■ **DOCUMENT EXTRACT**:
Foreman-installer failing on EC2 instance due to DNS

OS: CentOS 8
Foreman: forman-installer 2.1.0

I’m trying to run the foreman-installer on a fresh centos 8 node in AWS. I get the following response:

Forward DNS points to 34.194.###.### which is not configured on this server
Your system does not meet configuration criteria

DNS records contain both internal and external records. The host itself will return the internal ip with dig. This in itself is confusing. Is foreman checking some external nameserver?

A quick google suggest I add the external IP to /etc/hosts with the FQDN. Same error.

I ran hostname -f to make sure the hostname was the fqdn, it is. More googling…this time it suggests to add the " foreman" before the localhost entry. No luck there.

At this point the only thing I can think is that it’s looking for the external IP in the eth configs and not finding it. (This is on purpose as the firewall routes external IPs internally).

I’m not seeing anyone having this issue for the past few years. Anyone have a clue as to why this might be happening?

Hello, welcome back!

We check one of our prerequisites - the host you are installing on must have FQDN, because once the installation finishes it also generates a bunch of X509 certificates with embedded common names. Changing these is extra work you don’t want to do.

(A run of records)
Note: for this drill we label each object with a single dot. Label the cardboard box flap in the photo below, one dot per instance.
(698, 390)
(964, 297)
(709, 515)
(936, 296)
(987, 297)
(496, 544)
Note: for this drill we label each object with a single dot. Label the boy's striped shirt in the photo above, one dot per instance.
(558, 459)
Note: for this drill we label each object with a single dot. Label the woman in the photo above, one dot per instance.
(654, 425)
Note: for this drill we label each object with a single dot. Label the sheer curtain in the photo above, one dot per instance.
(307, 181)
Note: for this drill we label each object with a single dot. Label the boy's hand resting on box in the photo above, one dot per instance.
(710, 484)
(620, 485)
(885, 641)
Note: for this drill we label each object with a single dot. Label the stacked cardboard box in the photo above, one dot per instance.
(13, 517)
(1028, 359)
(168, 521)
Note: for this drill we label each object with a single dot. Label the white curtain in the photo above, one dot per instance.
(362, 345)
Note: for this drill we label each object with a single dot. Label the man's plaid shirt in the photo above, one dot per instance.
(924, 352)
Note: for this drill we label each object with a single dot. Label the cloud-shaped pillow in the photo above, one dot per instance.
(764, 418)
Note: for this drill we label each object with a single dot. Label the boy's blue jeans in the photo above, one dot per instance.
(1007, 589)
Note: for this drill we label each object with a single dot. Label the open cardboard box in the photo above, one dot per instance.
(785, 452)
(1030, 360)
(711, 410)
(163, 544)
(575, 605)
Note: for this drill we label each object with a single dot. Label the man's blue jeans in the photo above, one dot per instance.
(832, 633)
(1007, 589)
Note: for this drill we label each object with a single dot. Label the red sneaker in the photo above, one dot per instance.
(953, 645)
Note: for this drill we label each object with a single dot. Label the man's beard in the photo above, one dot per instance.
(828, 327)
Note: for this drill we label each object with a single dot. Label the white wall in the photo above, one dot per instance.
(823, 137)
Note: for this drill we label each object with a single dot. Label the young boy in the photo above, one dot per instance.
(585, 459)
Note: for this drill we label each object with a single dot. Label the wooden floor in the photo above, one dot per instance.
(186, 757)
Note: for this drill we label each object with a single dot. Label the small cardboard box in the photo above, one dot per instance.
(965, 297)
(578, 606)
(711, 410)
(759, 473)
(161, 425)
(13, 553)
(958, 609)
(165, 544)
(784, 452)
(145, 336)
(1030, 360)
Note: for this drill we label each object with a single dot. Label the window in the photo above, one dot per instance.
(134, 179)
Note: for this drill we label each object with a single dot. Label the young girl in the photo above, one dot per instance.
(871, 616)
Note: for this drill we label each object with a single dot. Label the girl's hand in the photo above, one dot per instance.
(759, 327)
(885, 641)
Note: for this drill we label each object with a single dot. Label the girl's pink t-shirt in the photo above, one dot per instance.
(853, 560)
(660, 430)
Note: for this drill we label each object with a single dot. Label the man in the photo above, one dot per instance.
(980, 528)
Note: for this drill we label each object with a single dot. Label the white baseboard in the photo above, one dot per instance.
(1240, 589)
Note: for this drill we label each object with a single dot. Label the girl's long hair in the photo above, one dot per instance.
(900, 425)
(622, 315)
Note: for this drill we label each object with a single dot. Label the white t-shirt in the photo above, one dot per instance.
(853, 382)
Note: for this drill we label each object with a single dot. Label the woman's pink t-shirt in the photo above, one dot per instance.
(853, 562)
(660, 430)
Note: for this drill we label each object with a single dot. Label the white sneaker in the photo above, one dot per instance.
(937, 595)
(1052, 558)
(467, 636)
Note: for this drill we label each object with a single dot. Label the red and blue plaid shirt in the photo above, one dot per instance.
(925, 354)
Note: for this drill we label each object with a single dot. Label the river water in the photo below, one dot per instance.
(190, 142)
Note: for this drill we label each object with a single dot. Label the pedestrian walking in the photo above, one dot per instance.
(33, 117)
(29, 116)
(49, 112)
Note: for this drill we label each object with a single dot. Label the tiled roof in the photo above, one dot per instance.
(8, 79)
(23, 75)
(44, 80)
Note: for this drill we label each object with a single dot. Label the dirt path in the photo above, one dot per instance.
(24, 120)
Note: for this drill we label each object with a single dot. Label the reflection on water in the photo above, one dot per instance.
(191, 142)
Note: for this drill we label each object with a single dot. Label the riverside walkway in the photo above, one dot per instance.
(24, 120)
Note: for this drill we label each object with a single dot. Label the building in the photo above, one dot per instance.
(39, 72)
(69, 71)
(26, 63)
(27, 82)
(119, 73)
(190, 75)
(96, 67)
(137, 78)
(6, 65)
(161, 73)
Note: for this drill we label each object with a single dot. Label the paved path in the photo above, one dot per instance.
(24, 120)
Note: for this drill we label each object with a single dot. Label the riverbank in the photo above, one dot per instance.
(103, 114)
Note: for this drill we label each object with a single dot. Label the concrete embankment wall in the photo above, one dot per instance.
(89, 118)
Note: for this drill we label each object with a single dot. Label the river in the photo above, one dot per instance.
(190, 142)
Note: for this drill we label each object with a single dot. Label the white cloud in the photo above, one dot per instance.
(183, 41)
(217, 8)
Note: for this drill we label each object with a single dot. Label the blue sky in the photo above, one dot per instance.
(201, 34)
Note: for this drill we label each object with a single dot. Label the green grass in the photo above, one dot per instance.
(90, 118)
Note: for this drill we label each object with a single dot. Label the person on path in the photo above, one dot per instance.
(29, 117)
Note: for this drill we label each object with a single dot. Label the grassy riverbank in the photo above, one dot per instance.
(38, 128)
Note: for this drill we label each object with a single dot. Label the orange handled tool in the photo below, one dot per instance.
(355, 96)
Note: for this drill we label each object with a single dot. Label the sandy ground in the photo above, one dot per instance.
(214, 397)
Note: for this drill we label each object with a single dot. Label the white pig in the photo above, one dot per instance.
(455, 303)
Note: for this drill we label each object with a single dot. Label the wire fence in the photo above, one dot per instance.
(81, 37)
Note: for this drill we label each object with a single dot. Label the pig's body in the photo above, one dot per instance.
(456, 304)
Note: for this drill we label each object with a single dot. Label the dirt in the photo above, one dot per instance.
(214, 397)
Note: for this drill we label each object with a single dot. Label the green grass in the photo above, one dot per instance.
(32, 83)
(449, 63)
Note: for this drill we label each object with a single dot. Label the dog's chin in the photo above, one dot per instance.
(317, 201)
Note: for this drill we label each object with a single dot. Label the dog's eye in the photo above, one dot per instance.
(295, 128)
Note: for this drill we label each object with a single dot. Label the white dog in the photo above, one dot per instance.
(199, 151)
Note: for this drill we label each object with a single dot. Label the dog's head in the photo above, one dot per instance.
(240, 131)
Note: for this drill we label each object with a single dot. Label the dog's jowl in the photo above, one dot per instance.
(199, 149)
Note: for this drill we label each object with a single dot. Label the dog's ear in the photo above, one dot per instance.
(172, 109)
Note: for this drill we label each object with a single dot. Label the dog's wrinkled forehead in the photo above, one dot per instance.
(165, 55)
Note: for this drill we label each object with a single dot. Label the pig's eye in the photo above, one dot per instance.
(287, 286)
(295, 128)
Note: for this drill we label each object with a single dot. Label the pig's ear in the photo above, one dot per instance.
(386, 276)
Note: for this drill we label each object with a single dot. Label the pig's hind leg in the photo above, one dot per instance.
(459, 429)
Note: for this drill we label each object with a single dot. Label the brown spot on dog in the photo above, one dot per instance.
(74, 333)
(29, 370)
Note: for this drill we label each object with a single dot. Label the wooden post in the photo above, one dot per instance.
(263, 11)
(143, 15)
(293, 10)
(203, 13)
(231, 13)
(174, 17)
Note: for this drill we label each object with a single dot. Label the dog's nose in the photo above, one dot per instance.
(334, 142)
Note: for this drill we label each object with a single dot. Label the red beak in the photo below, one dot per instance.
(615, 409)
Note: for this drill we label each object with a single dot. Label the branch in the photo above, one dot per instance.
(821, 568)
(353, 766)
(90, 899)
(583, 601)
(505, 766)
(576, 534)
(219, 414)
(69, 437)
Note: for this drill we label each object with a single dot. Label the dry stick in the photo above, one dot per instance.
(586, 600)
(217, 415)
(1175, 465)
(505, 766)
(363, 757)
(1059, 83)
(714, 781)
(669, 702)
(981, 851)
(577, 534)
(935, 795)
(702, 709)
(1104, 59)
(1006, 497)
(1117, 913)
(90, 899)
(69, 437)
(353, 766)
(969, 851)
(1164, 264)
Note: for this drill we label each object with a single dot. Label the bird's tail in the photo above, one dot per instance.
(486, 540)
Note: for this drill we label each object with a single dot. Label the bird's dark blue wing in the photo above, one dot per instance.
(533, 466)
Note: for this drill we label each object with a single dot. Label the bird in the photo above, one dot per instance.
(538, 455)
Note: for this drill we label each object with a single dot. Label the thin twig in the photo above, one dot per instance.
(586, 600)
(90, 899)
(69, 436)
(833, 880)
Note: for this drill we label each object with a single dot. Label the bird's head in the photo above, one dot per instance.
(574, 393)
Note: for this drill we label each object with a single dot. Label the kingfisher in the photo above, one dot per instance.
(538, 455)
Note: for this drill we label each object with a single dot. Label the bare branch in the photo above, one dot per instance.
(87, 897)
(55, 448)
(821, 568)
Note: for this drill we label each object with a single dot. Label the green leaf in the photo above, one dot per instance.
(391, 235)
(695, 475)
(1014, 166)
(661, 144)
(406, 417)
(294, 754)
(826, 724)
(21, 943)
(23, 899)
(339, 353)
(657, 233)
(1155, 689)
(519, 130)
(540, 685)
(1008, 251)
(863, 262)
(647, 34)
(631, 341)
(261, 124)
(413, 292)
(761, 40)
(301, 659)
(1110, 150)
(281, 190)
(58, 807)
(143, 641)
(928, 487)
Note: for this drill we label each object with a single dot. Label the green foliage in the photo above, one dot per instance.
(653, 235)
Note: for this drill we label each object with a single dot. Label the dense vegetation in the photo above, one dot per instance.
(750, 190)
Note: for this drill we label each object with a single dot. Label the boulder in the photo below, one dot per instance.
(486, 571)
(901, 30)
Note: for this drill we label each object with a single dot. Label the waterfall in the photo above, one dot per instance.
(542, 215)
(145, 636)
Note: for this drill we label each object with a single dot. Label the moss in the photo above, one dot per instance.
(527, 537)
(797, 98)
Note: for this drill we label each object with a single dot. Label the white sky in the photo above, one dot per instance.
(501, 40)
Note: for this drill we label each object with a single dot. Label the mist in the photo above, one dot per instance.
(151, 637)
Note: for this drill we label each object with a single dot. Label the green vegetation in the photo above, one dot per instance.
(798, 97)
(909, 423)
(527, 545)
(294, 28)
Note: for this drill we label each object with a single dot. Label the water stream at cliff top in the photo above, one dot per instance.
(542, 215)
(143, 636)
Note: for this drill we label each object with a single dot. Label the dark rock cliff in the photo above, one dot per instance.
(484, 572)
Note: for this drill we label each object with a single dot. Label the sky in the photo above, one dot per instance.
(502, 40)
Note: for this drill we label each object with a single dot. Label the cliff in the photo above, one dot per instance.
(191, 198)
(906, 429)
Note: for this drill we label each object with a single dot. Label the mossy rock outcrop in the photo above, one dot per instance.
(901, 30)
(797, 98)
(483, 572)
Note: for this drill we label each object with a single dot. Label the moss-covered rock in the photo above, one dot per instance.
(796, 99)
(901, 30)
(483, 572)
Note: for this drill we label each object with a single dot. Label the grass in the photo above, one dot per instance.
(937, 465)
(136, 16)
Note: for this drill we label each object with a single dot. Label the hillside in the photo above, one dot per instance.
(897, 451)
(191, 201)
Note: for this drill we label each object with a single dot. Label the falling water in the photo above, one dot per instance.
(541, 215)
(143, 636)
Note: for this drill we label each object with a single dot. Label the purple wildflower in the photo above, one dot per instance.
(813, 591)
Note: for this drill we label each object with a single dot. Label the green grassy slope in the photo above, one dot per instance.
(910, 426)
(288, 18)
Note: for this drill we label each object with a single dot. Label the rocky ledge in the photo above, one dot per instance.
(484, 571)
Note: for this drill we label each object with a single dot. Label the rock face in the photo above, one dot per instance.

■ **EXERCISE AIM**: Print the stretch of the Foreman installer DNS post from "A quick google" through "might be happening?", word for word.

■ **EXERCISE RESPONSE**:
A quick google suggest I add the external IP to /etc/hosts with the FQDN. Same error.

I ran hostname -f to make sure the hostname was the fqdn, it is. More googling…this time it suggests to add the " foreman" before the localhost entry. No luck there.

At this point the only thing I can think is that it’s looking for the external IP in the eth configs and not finding it. (This is on purpose as the firewall routes external IPs internally).

I’m not seeing anyone having this issue for the past few years. Anyone have a clue as to why this might be happening?